* Task directions
Your answer must be every line of the data below that holds the string "head", copied exactly.

* Material for this exercise
-- Opening Marker --

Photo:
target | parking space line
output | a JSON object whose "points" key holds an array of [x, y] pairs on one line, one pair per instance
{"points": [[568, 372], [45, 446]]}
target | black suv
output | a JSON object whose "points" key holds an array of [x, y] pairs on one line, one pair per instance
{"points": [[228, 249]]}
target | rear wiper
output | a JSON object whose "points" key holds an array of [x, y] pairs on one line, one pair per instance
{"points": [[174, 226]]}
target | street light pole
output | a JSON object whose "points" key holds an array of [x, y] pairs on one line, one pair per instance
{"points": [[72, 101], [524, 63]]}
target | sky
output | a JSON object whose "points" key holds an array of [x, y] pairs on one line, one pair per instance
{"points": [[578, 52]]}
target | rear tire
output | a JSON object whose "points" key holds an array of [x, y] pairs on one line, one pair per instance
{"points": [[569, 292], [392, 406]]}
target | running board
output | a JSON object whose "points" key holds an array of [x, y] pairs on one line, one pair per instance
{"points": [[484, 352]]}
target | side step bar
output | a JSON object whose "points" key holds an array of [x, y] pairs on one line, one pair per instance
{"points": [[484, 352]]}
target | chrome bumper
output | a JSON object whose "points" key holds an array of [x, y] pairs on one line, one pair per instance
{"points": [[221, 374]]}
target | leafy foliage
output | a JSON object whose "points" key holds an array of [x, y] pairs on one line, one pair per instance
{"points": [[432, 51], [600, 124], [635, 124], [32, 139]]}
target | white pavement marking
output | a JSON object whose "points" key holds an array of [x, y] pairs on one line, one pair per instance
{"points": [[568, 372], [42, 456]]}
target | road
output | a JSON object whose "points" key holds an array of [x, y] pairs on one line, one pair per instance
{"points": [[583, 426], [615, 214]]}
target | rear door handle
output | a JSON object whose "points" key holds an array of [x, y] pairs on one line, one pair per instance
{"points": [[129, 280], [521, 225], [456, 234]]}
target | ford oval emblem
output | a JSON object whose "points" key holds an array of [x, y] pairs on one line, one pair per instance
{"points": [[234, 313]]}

-- Closing Marker --
-- Opening Marker --

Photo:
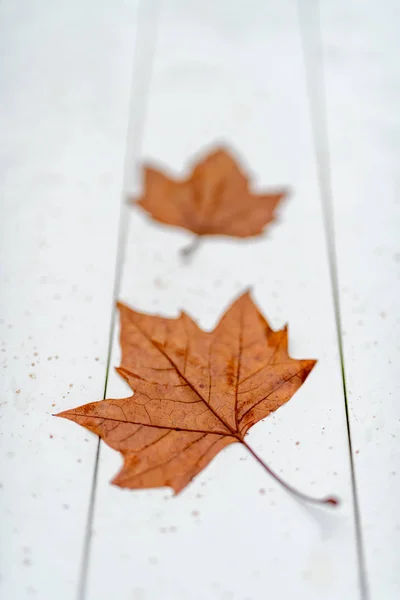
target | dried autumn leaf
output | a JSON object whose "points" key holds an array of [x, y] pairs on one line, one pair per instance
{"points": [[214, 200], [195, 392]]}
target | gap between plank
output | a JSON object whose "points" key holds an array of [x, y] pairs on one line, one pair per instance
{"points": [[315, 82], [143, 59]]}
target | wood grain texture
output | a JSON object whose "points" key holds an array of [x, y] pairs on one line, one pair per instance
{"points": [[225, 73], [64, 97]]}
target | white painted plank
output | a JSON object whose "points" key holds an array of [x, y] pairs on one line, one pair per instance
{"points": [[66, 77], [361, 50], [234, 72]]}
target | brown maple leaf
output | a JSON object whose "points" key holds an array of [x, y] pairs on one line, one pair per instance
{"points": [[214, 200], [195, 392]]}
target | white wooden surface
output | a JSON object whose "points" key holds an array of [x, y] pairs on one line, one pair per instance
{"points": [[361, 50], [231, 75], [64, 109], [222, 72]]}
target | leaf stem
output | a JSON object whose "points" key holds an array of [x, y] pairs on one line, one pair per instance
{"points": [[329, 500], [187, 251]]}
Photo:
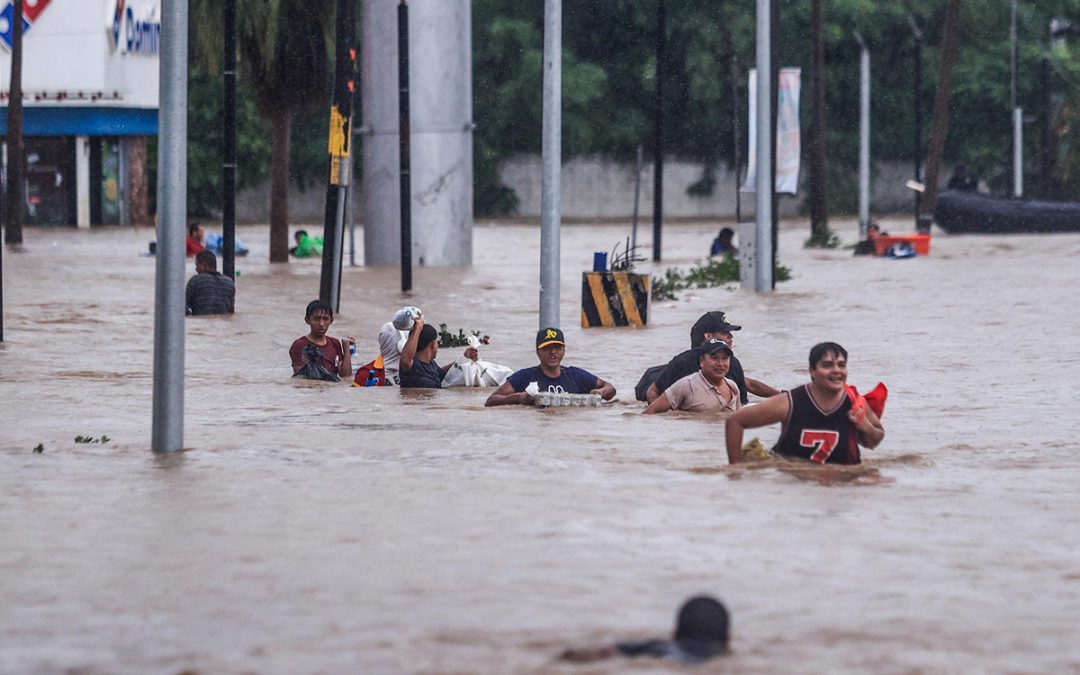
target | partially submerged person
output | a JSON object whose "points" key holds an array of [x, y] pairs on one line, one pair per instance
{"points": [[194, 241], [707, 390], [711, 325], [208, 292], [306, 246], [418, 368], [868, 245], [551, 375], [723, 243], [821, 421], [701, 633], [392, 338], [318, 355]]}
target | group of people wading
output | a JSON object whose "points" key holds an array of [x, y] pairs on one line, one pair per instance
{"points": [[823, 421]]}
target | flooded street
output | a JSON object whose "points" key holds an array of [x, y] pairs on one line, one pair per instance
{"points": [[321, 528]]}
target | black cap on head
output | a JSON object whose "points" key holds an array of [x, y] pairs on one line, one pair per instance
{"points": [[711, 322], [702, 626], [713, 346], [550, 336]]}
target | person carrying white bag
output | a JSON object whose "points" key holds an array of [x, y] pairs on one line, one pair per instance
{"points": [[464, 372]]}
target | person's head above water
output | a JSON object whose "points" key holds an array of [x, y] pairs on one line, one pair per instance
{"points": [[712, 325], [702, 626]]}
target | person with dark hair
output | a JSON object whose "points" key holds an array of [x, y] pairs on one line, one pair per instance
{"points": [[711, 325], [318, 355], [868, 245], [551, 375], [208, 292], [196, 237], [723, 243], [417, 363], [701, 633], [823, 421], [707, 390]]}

-- Closing Marker --
-- Opening Marker --

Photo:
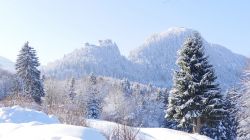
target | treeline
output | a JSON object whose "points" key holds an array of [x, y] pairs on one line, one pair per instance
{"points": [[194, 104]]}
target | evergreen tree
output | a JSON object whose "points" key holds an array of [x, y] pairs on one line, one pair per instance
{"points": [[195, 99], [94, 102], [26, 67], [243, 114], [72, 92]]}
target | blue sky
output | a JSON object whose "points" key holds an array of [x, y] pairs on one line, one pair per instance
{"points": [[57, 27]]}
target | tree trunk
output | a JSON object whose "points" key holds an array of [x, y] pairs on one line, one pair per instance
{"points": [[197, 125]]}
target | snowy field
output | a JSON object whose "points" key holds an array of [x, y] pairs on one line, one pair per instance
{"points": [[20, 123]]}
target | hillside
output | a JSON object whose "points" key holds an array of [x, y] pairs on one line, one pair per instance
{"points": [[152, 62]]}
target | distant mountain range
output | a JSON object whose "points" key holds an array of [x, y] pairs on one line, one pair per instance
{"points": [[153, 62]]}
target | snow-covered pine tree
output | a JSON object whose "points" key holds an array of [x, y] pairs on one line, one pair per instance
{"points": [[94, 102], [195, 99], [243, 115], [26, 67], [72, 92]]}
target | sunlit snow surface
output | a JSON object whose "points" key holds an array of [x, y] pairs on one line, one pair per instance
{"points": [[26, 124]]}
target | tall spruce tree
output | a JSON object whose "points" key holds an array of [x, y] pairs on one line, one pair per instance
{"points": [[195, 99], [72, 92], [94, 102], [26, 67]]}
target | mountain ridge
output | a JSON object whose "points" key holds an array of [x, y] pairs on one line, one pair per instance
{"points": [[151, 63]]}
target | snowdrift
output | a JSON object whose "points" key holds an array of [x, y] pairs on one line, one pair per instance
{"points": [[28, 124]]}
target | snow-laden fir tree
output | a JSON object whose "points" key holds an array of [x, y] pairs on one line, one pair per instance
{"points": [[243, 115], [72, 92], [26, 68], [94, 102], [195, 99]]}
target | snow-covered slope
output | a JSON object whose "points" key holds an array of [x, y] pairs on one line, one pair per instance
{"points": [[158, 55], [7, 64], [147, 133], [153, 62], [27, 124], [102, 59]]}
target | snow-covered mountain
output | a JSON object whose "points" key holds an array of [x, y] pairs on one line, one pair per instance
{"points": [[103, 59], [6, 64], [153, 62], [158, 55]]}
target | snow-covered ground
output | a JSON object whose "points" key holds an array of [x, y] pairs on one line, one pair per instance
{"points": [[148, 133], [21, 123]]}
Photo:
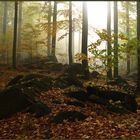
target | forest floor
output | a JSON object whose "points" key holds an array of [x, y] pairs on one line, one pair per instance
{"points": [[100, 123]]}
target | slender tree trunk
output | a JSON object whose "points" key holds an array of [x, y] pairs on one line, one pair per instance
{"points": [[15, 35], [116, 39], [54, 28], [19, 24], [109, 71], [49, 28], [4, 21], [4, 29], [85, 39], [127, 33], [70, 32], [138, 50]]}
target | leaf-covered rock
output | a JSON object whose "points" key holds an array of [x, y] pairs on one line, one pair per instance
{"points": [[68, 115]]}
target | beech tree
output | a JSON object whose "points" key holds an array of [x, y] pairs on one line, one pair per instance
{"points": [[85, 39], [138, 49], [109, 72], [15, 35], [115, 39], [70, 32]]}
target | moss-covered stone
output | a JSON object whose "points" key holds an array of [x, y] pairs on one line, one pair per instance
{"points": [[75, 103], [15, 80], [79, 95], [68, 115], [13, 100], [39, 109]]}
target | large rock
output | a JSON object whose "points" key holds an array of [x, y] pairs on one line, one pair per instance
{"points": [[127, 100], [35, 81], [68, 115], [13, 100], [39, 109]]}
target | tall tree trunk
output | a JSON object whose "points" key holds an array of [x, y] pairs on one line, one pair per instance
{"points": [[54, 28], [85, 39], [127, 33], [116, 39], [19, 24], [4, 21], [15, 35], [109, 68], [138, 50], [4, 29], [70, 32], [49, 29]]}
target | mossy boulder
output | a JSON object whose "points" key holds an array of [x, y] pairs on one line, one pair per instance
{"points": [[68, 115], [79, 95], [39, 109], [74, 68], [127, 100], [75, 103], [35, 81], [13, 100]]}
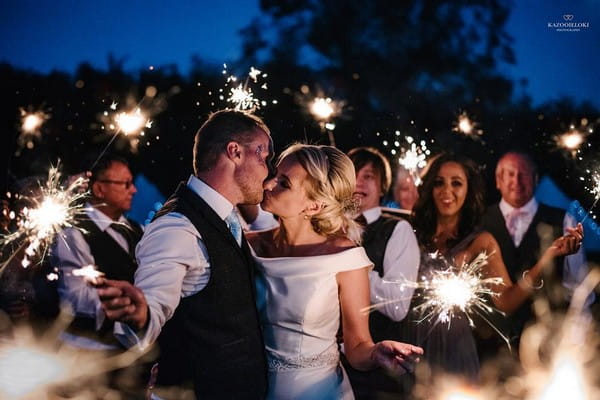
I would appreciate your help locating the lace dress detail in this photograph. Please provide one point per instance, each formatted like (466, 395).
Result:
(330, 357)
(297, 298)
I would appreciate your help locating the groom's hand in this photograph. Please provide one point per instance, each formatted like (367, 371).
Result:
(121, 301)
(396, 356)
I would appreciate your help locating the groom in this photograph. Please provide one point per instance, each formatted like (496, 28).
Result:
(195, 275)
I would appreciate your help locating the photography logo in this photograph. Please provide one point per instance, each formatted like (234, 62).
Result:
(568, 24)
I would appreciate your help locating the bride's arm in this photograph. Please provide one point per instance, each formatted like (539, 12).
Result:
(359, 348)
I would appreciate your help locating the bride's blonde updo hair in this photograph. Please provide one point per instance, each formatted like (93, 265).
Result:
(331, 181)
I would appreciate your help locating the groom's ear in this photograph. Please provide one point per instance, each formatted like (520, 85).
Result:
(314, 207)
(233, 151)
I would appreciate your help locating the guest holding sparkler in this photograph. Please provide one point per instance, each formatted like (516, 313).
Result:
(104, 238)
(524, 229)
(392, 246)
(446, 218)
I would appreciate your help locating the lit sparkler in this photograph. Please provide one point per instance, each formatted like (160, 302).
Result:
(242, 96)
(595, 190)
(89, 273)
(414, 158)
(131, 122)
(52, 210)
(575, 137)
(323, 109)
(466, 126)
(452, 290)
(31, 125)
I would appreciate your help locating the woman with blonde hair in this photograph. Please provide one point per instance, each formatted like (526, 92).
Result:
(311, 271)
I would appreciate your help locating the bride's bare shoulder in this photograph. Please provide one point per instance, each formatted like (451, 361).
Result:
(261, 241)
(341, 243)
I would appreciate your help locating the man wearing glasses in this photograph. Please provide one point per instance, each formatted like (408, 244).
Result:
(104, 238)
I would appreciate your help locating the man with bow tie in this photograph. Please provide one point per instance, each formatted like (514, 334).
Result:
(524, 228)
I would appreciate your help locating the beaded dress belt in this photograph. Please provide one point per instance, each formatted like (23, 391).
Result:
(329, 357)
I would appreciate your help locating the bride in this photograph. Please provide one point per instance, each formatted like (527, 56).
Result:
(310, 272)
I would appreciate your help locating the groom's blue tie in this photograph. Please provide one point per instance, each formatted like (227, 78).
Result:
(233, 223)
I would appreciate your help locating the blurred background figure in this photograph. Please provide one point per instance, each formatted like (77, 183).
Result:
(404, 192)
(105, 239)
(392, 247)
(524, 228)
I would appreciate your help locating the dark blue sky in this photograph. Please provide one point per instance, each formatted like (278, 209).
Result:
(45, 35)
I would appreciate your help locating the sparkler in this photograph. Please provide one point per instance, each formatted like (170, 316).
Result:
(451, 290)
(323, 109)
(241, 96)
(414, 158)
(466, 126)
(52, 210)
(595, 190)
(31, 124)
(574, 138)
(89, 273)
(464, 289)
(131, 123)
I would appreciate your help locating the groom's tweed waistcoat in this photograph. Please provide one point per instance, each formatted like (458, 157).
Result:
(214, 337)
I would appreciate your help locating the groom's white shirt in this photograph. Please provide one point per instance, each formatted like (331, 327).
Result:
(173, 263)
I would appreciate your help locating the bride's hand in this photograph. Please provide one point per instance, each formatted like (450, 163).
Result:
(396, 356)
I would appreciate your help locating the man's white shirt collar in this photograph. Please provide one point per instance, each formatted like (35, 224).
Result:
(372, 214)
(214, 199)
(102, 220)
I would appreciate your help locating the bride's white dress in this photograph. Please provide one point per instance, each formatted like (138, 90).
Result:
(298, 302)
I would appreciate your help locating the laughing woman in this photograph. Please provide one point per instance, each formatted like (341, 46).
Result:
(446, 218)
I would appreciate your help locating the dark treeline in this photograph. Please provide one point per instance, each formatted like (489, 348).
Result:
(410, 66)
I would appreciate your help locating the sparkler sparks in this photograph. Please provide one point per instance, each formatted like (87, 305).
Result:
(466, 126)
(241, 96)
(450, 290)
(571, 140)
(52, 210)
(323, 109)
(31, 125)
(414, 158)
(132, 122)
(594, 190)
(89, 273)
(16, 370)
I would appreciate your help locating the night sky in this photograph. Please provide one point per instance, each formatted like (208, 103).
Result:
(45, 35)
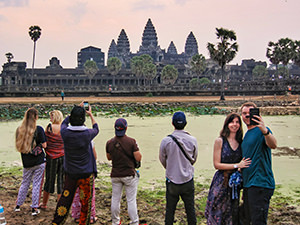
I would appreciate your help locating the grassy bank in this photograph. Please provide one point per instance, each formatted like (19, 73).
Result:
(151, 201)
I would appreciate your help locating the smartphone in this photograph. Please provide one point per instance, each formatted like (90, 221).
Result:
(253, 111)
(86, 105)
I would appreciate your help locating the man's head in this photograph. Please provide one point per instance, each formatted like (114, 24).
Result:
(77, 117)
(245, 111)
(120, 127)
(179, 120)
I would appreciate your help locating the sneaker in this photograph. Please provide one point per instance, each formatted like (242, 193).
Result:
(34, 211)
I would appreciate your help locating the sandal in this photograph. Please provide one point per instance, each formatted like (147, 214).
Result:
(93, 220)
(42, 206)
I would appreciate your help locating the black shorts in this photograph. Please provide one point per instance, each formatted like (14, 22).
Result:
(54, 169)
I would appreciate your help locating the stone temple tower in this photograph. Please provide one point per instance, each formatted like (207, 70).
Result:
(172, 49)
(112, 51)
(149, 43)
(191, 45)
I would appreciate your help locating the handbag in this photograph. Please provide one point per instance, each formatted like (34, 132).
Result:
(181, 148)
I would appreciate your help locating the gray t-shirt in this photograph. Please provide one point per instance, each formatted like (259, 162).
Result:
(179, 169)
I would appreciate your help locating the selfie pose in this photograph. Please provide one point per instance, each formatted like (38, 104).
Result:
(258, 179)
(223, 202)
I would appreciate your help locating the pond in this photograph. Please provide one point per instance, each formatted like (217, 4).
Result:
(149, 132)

-- Closing Marker --

* Answer to this problem
target | black cap on head
target | person's head above water
I would appreciate your help locating the man's head in this photograph. Please provide one point per instance, each formatted like (114, 24).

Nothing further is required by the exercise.